## START Dataset entries

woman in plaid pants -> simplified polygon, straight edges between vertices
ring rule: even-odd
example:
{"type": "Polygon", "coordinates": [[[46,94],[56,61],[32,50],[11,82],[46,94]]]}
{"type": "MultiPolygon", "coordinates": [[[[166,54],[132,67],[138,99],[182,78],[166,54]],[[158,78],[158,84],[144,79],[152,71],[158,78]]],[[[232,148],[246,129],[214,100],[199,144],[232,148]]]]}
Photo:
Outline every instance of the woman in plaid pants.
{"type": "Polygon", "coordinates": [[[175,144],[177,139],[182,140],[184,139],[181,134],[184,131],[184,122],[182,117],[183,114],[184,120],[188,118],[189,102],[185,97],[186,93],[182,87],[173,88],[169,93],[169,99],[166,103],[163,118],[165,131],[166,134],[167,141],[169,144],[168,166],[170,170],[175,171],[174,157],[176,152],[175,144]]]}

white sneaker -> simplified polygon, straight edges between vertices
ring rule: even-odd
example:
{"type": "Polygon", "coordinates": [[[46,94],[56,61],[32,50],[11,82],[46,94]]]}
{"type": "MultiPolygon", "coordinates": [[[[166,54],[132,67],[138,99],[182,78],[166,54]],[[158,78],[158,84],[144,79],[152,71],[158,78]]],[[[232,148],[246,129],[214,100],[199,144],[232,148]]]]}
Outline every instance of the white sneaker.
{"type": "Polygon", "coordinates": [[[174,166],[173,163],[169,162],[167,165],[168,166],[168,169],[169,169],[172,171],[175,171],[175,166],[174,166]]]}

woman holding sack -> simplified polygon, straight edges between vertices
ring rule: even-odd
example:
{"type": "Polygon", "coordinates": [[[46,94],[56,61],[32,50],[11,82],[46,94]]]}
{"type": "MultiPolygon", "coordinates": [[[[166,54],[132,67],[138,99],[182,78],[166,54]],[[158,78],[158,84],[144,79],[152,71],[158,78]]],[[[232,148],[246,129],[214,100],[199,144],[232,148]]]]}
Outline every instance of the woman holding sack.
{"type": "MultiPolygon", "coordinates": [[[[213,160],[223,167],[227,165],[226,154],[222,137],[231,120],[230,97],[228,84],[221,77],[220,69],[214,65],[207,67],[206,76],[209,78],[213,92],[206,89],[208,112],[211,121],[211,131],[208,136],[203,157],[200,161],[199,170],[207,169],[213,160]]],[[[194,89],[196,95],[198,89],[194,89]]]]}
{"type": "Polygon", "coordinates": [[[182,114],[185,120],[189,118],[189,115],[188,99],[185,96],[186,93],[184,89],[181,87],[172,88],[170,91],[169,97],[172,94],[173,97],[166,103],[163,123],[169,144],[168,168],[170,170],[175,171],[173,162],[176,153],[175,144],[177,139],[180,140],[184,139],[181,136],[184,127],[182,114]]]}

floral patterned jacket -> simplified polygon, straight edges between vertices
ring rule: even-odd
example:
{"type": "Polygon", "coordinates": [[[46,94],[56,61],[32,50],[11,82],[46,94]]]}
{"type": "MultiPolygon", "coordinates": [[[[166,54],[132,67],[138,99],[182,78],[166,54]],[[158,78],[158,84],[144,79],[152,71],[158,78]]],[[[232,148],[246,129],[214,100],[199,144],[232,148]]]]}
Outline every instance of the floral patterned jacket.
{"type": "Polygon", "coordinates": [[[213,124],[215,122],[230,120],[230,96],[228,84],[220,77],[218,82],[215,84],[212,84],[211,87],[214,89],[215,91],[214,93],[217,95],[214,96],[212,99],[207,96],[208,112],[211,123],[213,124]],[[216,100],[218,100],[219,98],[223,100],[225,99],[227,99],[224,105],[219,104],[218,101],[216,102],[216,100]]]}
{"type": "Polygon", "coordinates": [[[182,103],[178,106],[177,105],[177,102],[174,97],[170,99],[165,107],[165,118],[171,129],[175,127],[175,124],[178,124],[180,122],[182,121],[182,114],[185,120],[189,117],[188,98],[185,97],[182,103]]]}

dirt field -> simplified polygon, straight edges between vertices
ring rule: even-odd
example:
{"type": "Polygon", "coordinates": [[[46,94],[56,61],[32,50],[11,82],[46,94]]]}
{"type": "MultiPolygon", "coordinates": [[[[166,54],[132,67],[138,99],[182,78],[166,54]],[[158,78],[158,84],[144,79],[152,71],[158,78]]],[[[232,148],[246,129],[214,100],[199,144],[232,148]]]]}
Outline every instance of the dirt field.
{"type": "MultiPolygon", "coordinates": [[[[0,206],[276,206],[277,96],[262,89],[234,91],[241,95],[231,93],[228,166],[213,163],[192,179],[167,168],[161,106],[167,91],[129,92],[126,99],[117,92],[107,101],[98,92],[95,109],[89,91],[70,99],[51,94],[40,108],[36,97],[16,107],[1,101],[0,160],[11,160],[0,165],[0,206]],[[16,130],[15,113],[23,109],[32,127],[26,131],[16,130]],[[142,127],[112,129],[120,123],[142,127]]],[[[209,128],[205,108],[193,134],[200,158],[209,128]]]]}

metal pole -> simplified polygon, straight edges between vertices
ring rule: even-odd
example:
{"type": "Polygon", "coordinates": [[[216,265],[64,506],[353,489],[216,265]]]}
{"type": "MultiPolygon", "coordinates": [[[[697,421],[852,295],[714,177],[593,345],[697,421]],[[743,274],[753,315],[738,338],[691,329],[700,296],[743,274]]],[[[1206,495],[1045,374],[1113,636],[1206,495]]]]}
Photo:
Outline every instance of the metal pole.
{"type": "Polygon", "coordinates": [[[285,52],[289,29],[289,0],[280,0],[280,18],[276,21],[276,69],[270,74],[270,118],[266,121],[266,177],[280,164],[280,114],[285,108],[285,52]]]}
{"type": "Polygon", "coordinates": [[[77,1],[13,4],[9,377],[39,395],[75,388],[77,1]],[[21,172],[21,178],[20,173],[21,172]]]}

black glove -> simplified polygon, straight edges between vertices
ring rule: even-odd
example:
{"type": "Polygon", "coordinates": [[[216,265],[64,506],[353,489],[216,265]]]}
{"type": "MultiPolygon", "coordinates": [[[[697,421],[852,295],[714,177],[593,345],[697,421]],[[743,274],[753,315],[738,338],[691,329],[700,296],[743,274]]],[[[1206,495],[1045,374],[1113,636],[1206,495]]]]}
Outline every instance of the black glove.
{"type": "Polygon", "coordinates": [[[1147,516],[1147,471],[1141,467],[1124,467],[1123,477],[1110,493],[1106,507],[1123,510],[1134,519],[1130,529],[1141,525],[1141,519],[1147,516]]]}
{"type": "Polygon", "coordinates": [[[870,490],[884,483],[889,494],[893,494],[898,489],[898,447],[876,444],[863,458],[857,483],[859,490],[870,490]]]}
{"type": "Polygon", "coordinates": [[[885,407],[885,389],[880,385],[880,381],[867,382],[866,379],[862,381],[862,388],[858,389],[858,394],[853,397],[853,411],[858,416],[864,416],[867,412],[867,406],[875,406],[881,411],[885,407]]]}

## END Dataset entries
## START Dataset entries

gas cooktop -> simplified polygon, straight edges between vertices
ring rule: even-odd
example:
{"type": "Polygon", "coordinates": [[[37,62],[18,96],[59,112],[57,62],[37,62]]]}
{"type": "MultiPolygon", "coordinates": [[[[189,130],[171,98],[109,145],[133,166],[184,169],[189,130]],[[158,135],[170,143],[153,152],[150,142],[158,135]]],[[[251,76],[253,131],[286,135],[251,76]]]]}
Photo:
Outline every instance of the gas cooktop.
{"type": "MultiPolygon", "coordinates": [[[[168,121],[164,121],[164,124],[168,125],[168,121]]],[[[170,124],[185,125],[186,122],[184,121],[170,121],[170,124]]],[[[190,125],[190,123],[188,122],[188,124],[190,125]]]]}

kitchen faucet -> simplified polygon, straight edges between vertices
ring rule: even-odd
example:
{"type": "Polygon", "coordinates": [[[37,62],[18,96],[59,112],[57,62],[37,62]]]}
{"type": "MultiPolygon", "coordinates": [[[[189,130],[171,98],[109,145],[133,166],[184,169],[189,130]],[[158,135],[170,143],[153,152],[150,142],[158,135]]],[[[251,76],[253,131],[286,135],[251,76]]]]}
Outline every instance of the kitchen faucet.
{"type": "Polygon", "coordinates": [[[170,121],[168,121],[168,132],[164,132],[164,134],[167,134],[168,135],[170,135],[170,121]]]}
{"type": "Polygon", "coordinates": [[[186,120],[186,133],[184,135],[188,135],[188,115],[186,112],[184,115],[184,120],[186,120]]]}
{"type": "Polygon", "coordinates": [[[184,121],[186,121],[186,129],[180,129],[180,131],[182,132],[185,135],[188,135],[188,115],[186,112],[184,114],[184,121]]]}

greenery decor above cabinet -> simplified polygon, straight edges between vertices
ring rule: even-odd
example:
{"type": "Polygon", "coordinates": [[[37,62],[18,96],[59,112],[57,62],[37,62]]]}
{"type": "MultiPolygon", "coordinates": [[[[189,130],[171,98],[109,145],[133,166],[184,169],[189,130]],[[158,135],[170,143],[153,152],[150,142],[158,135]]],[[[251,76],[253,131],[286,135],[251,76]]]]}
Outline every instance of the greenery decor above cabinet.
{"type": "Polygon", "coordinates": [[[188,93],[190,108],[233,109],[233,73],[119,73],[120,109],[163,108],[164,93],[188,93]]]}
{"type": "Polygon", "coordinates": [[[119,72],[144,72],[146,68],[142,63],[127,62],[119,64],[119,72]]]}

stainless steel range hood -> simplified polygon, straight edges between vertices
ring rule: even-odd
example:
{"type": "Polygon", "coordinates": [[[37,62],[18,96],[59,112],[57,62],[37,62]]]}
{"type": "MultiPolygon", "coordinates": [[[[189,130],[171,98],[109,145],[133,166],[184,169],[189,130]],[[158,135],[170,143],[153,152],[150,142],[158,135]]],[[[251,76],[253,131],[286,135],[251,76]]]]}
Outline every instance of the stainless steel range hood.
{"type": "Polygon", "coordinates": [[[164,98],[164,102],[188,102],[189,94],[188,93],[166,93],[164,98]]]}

## END Dataset entries
## START Dataset entries

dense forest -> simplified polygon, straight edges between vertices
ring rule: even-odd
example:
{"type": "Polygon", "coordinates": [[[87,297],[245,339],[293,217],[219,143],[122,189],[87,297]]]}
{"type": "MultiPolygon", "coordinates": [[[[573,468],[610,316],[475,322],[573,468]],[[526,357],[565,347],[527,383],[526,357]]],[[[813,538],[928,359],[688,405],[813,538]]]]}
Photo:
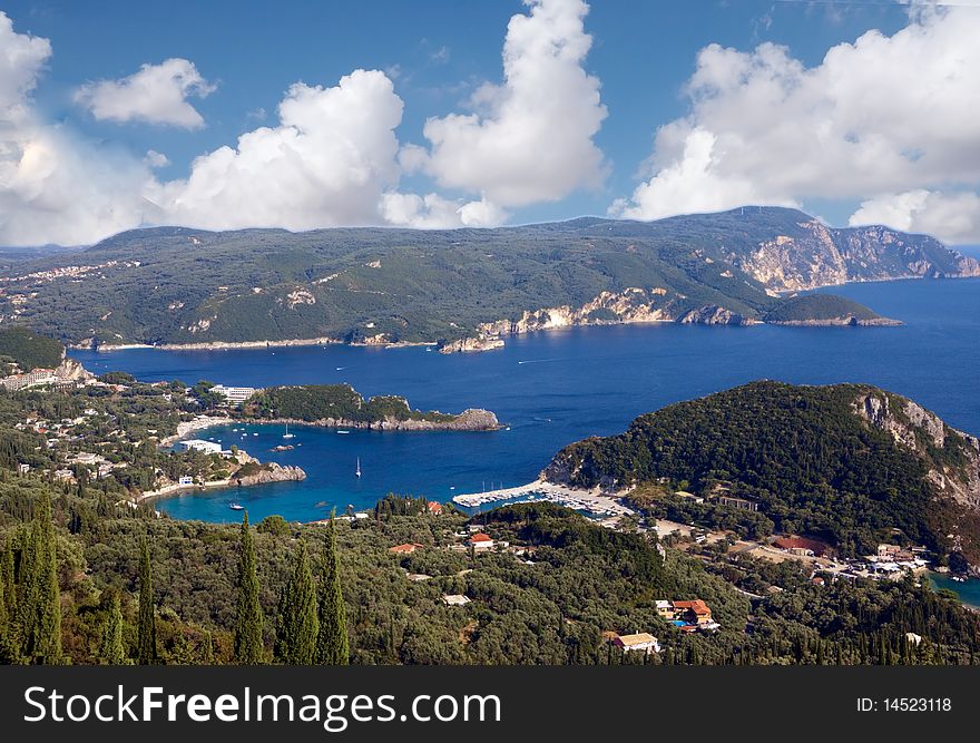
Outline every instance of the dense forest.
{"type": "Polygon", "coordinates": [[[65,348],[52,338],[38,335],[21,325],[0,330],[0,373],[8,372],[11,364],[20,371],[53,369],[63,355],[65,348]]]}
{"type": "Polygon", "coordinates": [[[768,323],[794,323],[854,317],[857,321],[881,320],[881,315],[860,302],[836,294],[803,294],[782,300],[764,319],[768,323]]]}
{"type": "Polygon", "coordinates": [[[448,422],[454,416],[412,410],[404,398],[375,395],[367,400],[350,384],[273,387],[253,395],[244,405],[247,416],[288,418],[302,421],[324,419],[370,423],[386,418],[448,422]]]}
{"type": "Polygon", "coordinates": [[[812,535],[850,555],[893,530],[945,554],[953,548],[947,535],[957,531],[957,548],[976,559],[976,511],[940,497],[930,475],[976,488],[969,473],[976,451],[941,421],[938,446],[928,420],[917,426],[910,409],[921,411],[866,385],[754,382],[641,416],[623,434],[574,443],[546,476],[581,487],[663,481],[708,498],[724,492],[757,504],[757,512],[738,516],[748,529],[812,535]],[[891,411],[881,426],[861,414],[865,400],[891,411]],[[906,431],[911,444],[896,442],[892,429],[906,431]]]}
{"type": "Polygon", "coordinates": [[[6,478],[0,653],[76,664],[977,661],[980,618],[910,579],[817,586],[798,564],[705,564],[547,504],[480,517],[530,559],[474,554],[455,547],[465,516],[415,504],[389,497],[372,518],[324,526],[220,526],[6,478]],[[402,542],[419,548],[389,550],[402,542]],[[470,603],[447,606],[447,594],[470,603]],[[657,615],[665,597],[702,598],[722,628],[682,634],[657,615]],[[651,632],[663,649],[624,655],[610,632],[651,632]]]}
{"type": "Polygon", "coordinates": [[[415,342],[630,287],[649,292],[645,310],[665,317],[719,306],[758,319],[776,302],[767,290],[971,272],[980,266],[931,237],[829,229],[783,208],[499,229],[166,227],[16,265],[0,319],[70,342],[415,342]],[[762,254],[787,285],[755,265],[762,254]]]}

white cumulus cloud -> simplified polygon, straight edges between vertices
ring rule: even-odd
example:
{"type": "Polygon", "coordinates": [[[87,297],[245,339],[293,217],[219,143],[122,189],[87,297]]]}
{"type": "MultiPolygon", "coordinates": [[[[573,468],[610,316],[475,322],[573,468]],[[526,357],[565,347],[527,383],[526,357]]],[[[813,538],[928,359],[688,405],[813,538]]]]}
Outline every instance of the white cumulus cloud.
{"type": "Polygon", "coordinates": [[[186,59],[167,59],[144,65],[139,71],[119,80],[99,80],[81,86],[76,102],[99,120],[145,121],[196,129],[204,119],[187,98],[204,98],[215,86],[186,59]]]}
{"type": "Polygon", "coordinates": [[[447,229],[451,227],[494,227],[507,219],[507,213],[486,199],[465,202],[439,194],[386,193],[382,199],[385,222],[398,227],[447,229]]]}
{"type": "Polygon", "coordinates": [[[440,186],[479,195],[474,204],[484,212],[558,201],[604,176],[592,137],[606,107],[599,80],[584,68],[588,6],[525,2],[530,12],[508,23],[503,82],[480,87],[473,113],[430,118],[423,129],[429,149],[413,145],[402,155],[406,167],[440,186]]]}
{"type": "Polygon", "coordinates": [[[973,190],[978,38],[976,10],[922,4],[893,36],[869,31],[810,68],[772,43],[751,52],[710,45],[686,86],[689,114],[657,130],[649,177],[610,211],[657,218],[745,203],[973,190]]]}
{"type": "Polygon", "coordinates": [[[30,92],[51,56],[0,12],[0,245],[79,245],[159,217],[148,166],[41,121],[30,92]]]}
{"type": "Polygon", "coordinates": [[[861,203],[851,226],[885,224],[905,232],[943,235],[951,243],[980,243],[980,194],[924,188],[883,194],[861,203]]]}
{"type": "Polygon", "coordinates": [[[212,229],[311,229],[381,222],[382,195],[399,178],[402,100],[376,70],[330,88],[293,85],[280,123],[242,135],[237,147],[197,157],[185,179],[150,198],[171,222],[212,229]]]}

## END Dataset entries

Problem requirements
Could you recast everything in the listing above, from the line containing "woman in plaid pants ->" down through the line containing "Outline every instance of the woman in", as a JSON list of strings? Include both of those lines, give one string per line, and leave out blank lines.

Finished exercise
[
  "woman in plaid pants -> simplified polygon, straight edges between vertices",
  "ring rule: even-odd",
  "example:",
  "{\"type\": \"Polygon\", \"coordinates\": [[[46,94],[56,61],[32,50],[11,82],[46,94]]]}",
  "{\"type\": \"MultiPolygon\", \"coordinates\": [[[[166,54],[132,67],[138,99],[182,78],[166,54]],[[158,78],[158,84],[144,79],[152,71],[158,78]]],[[[232,148],[246,129],[214,100],[199,144],[232,148]]]]}",
  "Photo:",
  "Outline every instance of the woman in plaid pants."
]